__GIVEN RECORDS__
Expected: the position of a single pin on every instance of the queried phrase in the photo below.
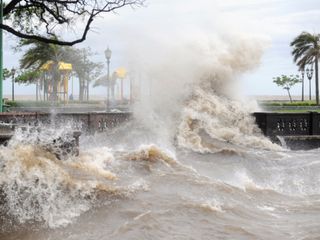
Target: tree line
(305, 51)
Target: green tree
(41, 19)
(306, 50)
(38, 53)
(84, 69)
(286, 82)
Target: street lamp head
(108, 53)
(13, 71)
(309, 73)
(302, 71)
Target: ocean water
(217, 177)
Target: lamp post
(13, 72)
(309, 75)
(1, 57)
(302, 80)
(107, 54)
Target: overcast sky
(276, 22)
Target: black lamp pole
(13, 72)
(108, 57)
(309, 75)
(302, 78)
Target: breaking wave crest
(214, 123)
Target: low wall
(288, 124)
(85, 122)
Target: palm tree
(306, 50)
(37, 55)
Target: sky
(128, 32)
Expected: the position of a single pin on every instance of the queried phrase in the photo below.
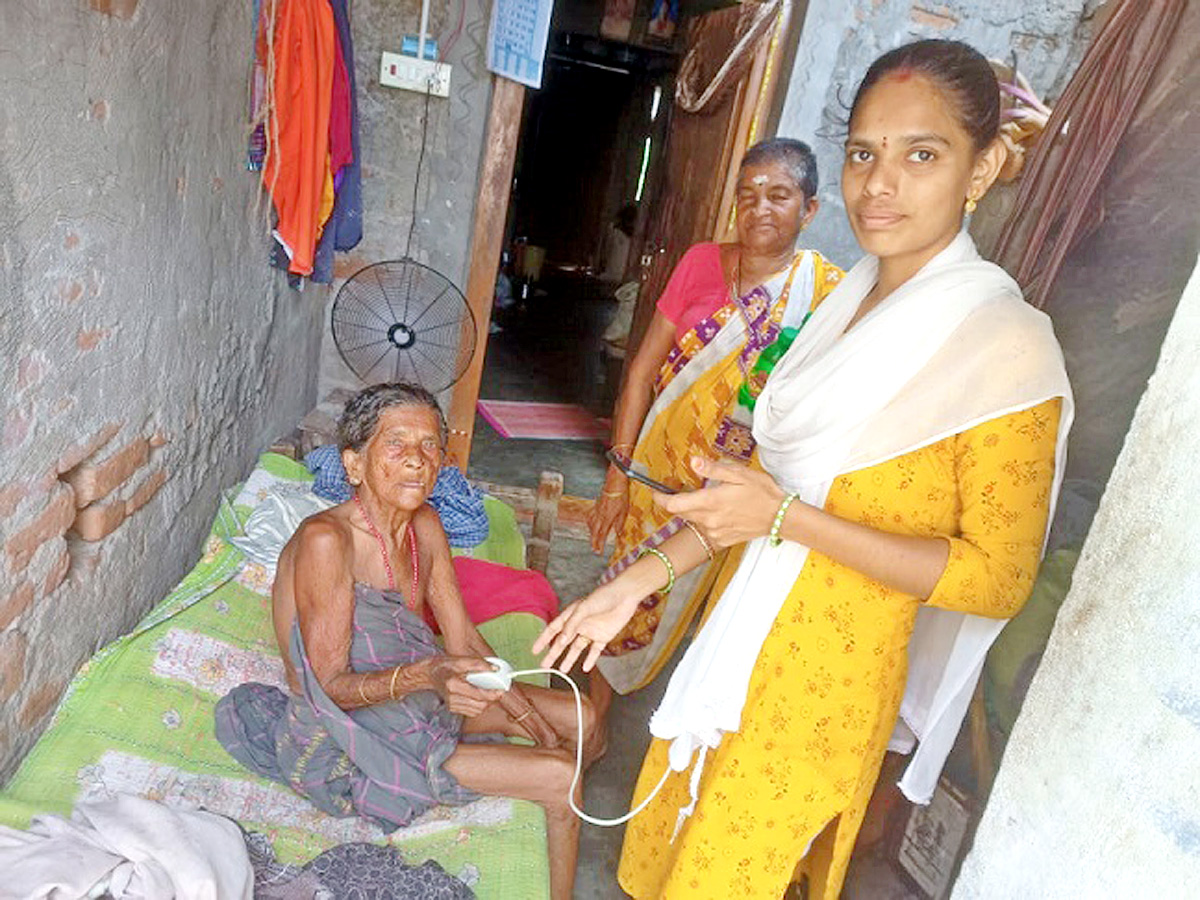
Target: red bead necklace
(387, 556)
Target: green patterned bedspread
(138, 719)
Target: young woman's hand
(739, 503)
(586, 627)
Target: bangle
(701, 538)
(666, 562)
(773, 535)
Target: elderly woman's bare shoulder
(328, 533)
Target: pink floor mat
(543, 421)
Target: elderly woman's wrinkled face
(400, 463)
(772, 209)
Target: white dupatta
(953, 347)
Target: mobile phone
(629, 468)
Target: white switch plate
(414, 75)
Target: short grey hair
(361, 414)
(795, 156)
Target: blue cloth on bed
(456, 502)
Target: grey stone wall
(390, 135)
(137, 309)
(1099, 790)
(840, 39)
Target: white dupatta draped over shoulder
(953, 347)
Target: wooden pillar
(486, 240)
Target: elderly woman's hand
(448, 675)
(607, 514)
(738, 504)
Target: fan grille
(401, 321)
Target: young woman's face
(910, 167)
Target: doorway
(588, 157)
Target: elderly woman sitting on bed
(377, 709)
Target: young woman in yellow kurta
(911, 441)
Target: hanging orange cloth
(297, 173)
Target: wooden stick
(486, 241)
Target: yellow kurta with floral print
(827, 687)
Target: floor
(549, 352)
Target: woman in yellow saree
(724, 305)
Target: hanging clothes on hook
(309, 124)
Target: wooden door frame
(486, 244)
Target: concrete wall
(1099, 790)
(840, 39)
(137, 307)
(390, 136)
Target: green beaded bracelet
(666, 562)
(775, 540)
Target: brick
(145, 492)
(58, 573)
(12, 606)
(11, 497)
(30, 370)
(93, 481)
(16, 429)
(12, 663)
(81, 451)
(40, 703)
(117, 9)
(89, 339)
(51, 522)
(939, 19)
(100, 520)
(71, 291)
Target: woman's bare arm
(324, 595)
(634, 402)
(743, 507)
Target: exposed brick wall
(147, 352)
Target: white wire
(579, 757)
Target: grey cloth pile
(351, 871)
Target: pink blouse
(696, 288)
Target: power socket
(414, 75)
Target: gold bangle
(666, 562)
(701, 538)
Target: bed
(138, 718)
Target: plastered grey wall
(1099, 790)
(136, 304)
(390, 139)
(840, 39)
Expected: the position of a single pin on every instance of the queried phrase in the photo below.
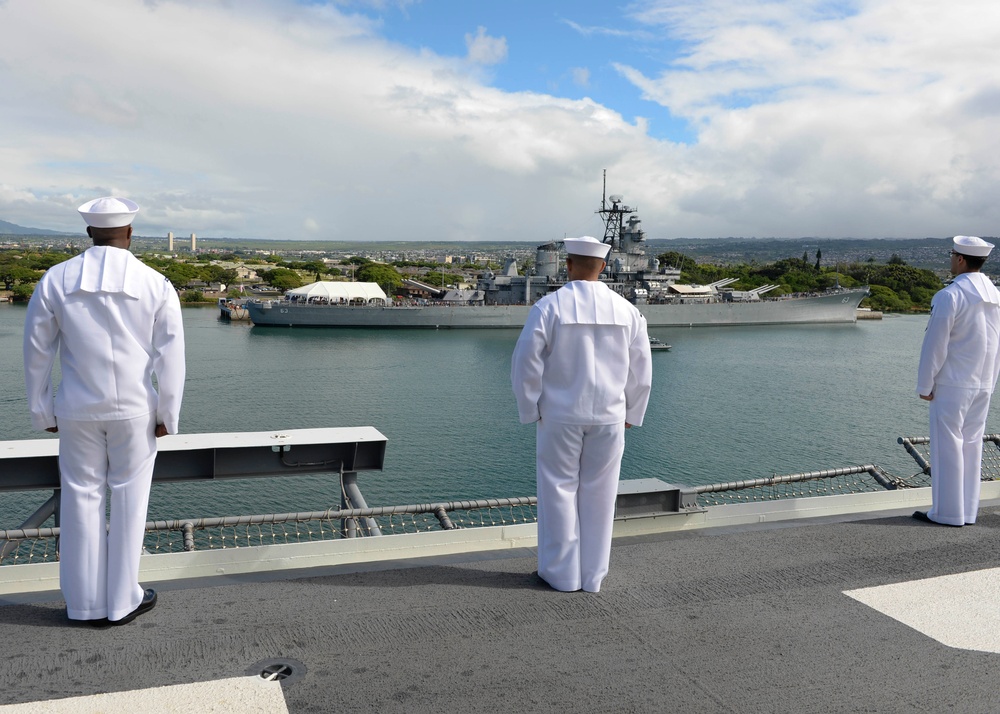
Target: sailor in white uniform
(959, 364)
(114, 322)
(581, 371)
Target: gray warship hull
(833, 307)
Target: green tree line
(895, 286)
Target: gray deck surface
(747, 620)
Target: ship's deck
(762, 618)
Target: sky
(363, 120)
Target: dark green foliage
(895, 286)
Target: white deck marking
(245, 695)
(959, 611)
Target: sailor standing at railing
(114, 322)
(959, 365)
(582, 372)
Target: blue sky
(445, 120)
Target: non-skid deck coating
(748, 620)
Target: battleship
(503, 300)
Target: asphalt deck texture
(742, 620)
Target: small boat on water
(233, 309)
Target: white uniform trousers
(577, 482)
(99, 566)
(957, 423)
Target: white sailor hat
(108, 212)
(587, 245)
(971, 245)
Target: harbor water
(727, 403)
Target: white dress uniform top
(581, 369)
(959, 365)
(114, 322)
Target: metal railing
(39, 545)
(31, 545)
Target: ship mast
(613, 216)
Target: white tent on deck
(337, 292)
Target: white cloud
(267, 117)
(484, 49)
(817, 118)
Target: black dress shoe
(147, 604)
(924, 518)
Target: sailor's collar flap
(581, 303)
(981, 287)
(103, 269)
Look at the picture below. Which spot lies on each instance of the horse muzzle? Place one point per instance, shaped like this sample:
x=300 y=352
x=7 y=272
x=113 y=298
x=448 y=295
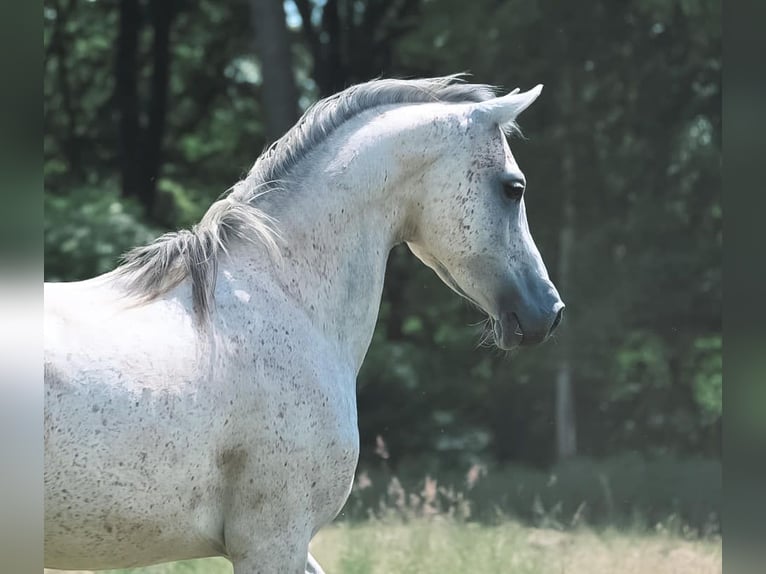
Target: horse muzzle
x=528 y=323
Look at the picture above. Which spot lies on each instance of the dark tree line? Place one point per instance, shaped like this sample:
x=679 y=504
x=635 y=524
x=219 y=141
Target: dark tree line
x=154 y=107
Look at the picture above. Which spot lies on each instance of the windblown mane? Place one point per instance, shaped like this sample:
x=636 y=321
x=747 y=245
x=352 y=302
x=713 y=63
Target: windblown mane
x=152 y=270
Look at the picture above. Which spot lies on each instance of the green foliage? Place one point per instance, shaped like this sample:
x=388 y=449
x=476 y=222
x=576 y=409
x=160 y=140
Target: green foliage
==
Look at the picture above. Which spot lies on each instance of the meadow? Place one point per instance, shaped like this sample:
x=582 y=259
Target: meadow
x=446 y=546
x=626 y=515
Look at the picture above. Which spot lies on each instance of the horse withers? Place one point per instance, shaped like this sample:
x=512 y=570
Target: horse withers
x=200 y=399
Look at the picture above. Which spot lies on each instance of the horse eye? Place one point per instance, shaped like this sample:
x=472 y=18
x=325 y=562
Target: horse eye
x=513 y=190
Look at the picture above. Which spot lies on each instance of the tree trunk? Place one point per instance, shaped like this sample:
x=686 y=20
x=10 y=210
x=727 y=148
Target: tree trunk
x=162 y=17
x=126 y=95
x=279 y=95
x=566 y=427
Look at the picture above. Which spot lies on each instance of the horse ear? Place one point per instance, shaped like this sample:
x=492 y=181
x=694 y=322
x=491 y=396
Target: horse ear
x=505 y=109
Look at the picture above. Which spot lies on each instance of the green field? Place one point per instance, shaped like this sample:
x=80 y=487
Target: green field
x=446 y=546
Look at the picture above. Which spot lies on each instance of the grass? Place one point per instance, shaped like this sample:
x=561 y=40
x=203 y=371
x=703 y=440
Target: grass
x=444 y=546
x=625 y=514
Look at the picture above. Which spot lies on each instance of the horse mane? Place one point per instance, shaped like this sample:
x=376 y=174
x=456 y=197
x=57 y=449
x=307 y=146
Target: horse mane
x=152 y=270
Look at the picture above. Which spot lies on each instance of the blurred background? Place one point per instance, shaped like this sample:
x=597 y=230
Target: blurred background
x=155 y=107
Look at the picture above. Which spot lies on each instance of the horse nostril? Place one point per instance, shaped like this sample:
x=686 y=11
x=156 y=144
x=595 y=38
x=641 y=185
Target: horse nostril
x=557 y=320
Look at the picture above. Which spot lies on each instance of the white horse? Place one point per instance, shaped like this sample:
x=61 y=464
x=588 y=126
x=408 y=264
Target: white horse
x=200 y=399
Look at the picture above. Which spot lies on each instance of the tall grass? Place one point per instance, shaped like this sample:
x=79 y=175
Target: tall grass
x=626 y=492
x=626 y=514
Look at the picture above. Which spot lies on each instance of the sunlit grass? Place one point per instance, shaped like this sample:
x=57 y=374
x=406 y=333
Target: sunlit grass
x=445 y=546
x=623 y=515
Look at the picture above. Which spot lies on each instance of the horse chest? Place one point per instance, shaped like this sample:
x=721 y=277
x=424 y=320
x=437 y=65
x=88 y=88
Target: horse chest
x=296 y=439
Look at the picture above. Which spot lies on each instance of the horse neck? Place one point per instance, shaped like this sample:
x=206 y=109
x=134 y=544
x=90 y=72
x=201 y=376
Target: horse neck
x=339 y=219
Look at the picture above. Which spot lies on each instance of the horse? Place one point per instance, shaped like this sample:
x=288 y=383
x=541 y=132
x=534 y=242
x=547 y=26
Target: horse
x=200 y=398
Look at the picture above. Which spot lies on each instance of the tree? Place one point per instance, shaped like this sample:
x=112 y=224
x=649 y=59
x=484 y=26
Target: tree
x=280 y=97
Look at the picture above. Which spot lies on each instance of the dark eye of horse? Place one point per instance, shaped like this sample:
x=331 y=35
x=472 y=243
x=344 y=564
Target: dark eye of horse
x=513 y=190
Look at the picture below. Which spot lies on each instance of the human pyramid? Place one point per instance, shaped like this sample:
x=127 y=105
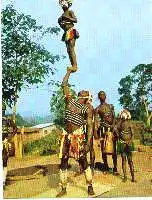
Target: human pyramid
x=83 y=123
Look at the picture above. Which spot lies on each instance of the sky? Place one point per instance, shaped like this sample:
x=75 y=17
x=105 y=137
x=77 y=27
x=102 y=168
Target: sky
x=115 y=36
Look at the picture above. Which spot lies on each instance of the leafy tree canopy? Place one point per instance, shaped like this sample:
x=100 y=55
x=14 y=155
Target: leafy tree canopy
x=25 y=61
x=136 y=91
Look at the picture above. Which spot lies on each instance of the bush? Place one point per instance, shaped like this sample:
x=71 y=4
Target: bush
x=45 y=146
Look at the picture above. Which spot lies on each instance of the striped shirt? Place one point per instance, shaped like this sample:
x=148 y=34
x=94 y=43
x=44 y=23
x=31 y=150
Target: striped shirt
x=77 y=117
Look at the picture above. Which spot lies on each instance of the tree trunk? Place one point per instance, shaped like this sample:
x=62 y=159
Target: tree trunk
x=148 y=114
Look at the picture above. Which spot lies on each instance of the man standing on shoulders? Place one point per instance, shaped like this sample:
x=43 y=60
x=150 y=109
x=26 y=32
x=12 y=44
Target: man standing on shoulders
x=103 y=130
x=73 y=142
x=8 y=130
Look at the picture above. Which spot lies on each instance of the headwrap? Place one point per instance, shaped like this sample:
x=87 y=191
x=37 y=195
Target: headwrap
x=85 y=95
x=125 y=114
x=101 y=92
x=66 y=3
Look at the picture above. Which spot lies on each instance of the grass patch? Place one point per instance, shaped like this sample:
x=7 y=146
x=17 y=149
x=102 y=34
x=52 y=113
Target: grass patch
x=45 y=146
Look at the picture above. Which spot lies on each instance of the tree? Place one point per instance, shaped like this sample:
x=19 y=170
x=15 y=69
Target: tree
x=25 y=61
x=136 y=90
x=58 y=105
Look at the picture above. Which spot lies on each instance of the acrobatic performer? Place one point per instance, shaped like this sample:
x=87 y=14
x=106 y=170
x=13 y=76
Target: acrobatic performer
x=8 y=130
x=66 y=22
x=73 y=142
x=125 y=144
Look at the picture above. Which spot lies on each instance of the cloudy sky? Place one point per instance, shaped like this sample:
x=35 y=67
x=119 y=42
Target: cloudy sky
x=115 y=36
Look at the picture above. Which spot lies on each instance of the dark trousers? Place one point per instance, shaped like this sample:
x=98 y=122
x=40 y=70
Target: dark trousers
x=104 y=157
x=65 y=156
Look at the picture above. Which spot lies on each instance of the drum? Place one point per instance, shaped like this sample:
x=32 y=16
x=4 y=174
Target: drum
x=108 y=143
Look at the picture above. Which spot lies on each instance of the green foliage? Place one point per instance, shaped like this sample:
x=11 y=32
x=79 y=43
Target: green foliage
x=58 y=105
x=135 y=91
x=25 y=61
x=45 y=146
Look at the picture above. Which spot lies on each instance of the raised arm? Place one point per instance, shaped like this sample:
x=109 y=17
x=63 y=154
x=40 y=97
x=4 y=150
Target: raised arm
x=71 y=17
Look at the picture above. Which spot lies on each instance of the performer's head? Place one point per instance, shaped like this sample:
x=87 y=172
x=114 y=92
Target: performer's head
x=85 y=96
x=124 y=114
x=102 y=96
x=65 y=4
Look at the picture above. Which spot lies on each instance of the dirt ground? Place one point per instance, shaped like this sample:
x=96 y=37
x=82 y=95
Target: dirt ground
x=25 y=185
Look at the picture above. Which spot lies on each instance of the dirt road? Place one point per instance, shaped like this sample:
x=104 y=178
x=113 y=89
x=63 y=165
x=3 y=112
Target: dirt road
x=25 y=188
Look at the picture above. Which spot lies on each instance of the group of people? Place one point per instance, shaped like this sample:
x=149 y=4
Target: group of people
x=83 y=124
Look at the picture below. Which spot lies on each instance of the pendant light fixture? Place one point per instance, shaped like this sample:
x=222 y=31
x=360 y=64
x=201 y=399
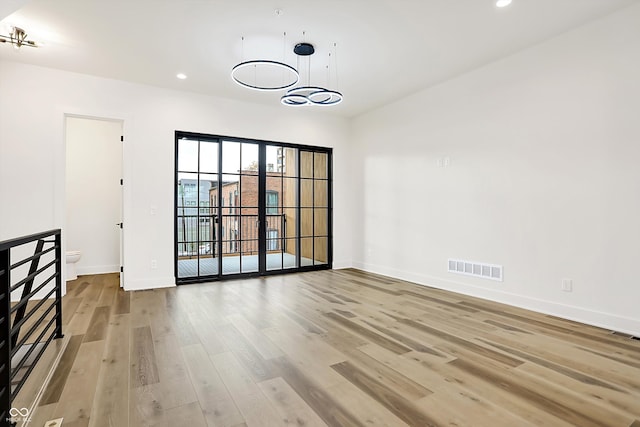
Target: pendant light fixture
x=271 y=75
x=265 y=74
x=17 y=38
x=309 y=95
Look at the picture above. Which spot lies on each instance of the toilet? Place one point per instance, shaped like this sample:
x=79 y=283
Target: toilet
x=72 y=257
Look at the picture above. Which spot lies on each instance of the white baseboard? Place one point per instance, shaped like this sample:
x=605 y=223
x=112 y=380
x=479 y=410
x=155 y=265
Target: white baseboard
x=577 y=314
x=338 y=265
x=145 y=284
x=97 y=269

__WHAT THIS TASK INVOLVES__
Return only the stretch of the material above from the line holding "x=288 y=383" through the line holding "x=344 y=564", copied exactly.

__ANSWER TO THIS PROBLEM__
x=288 y=383
x=541 y=132
x=534 y=242
x=547 y=26
Target: horse
x=200 y=398
Look at the picture above. Which spot lies on each instance of the tree? Place one point per instance, shaped like this sample:
x=112 y=224
x=649 y=59
x=484 y=26
Target: tree
x=280 y=97
Look at the picture above. Which spot lies on each instance of the dark eye of horse? Place one point per instance, shaped like this sample:
x=331 y=35
x=472 y=243
x=344 y=564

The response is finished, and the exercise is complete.